> [OBJECTIVE]: Express the items from the start through the line containing "point(169, 112)", inclusive, as a two-column CSV with the headers instruction and point. Give one row per item, with its text and its answer each in a single quoted field and any line breaks replaced by spaces.

+ + + +

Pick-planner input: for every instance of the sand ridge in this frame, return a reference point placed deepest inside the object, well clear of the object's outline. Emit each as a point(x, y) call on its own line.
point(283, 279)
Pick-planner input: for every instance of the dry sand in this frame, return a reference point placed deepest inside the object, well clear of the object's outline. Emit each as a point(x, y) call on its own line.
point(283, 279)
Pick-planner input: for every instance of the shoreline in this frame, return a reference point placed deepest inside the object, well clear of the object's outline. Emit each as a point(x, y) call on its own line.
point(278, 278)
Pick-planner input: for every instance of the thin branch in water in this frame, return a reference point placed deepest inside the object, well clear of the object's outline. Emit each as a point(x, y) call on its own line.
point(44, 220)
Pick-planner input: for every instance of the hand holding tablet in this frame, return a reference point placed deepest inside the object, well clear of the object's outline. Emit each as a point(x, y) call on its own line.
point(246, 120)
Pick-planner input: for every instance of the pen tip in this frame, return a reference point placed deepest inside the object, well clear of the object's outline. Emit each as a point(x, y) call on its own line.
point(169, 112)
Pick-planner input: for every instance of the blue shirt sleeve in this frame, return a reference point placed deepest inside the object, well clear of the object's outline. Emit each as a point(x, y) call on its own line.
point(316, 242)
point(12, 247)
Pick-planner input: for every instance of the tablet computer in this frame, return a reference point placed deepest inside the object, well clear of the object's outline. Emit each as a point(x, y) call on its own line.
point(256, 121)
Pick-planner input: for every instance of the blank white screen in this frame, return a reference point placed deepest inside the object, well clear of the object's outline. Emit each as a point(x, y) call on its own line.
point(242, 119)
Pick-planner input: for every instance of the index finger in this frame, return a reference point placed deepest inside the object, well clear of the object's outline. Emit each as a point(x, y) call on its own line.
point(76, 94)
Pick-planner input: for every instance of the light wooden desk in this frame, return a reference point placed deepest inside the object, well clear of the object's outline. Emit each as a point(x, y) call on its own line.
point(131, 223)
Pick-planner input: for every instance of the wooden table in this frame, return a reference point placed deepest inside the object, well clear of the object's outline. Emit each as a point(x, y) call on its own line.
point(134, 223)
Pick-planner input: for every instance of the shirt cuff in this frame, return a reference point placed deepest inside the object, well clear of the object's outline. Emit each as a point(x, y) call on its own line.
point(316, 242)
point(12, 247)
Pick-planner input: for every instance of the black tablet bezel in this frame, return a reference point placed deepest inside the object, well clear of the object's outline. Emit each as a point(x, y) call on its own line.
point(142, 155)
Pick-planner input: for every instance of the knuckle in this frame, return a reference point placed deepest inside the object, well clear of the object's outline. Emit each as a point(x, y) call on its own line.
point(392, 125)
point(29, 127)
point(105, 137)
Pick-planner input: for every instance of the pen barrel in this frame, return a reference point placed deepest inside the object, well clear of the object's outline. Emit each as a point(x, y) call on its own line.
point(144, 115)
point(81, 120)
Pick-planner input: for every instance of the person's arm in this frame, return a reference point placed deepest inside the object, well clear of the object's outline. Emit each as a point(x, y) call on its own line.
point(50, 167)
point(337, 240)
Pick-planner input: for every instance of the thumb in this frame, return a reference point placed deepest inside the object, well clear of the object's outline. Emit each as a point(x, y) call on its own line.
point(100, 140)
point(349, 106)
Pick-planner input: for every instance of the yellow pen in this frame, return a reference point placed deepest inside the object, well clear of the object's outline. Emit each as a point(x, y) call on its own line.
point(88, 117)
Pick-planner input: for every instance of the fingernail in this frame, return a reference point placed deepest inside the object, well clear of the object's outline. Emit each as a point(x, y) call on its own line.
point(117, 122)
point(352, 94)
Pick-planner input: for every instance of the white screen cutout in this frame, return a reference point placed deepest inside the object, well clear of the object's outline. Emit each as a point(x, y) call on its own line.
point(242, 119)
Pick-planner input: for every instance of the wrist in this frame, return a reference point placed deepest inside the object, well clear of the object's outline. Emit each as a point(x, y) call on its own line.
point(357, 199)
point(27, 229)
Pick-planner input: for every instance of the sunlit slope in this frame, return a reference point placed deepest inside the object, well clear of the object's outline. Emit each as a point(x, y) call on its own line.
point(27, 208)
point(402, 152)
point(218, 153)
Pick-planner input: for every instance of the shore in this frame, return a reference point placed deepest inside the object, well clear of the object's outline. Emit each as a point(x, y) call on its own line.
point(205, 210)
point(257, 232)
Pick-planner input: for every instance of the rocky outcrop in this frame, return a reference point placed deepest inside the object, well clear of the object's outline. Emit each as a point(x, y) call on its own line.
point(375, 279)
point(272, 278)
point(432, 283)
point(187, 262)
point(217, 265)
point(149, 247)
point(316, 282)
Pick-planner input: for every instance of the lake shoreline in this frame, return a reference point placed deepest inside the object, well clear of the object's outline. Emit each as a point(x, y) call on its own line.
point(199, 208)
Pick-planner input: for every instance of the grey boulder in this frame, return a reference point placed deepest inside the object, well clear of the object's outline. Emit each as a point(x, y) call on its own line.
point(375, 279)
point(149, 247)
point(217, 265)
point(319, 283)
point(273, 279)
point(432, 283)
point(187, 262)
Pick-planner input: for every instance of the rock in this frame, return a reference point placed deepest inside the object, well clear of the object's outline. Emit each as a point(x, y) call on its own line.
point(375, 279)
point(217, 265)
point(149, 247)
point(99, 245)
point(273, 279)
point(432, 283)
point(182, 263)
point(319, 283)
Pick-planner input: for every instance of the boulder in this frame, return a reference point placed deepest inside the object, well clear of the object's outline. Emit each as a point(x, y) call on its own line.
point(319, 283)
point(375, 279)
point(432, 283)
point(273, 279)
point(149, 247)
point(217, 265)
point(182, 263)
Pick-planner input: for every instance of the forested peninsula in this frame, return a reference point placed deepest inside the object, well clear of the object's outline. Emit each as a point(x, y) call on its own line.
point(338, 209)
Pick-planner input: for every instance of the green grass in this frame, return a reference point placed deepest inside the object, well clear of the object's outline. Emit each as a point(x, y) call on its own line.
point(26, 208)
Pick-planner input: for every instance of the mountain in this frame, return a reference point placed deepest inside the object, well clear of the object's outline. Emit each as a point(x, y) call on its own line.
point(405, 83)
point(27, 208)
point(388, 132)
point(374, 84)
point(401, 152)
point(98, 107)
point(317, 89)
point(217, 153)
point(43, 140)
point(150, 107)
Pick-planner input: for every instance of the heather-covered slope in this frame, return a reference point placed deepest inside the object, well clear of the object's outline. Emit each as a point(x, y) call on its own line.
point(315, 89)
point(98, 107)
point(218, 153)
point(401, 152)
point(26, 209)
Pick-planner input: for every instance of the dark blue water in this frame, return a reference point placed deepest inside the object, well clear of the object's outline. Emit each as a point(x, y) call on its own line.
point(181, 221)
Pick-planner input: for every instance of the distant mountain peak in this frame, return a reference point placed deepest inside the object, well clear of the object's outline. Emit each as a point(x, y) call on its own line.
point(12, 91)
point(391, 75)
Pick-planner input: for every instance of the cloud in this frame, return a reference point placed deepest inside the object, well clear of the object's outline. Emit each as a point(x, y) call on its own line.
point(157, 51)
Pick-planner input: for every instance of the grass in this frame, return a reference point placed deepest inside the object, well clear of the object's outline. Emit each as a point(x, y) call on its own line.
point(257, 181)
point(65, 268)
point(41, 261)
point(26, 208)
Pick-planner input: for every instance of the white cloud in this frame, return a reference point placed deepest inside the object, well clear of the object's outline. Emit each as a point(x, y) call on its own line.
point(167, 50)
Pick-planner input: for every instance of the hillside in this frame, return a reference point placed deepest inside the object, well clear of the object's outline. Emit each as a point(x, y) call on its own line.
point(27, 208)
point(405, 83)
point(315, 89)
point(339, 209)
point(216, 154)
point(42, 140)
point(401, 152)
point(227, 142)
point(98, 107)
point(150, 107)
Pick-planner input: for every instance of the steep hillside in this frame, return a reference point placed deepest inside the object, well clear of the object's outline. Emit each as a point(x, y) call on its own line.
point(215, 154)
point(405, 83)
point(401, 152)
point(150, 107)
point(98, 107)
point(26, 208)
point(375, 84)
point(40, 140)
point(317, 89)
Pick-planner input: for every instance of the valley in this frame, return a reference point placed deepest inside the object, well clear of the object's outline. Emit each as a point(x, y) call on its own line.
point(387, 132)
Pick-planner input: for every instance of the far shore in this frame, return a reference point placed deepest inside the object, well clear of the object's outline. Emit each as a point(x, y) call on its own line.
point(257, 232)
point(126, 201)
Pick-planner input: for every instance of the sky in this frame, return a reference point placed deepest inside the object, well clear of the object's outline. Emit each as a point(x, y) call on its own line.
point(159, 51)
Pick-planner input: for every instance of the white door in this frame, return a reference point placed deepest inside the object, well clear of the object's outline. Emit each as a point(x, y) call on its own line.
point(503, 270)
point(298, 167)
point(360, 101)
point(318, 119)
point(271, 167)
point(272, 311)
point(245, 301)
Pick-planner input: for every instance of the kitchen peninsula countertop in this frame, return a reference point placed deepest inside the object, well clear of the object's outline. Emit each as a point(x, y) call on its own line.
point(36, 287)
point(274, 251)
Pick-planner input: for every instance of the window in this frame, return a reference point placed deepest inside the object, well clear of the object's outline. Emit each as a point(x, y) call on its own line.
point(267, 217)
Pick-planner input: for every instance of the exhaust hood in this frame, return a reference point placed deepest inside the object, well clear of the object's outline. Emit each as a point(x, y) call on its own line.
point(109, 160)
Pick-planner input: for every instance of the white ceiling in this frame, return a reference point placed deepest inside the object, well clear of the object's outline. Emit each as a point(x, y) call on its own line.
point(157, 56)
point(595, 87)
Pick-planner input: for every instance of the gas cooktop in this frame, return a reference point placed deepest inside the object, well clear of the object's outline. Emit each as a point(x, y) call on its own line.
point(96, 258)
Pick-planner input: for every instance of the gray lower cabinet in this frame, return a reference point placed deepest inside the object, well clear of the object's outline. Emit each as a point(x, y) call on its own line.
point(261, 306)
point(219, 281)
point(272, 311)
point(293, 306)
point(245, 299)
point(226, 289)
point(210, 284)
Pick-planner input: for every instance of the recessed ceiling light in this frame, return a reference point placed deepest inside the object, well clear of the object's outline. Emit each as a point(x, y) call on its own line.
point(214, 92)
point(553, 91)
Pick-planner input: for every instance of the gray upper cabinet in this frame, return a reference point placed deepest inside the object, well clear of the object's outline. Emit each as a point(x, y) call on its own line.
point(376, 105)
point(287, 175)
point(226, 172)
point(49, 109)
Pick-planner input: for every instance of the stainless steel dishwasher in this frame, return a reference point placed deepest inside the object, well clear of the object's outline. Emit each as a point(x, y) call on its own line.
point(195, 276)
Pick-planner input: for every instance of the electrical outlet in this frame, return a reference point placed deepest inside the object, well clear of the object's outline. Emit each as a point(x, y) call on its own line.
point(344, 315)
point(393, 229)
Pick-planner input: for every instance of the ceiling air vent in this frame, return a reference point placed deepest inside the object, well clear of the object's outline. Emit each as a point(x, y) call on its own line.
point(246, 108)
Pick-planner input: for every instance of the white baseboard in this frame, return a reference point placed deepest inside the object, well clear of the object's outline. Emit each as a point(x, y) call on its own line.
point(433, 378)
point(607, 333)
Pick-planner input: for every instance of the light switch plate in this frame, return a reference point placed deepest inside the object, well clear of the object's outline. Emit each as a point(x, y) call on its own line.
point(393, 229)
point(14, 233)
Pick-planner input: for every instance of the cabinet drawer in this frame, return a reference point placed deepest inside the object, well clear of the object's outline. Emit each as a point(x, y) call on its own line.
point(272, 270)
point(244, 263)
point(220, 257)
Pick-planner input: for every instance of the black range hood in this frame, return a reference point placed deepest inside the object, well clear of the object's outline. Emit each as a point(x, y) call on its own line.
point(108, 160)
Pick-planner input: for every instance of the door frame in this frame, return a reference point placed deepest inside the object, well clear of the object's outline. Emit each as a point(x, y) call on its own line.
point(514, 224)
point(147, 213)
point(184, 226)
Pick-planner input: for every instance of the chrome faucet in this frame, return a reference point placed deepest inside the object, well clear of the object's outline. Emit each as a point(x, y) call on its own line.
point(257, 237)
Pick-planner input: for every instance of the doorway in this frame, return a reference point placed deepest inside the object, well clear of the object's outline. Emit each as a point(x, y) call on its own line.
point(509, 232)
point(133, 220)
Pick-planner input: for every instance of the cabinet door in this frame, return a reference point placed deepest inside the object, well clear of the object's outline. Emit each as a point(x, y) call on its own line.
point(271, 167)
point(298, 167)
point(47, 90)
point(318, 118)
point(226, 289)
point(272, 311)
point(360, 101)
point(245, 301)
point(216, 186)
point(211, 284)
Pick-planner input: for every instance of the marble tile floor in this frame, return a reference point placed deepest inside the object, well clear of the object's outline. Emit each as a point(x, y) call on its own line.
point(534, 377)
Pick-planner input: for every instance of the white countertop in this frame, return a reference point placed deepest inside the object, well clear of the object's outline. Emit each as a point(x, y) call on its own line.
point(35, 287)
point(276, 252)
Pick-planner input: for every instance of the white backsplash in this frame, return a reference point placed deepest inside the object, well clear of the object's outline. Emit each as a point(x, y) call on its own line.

+ + + +

> [EXERCISE SOLUTION]:
instruction,point
"Pick-planner input: for every instance of the sand ridge in this frame, return a reference point placed deepest inside the object, well clear of the object's outline. Emit each as a point(x, y) call on its own line.","point(283, 279)"
"Pick-planner input: for every instance of the dry sand in this frame, return a reference point placed deepest inside the object, well clear of the object's outline. Emit each as a point(x, y) call on its own line.","point(283, 279)"
"Pick-planner input: for every instance of the shoreline in this frame, return a reference point placed deepest inside the object, well clear of the object's outline. Emit each as a point(x, y) call on its own line.","point(278, 278)"
"Pick-planner input: for every instance of the thin branch in water in this frame, return a reference point placed deepest inside the object, well clear of the object's outline. Emit each as a point(x, y) call on its own line.","point(44, 220)"
"Pick-planner input: for every instance of the hand holding tablet in this frame, return a reference point placed deepest inside the object, well clear of the object's outline. Emit each as a point(x, y) call on its own line.","point(246, 120)"
"Pick-planner input: for every instance of the pen tip in this frame, return a reference point placed deepest inside the object, well clear of the object's outline. Emit each as a point(x, y) call on its own line.","point(169, 112)"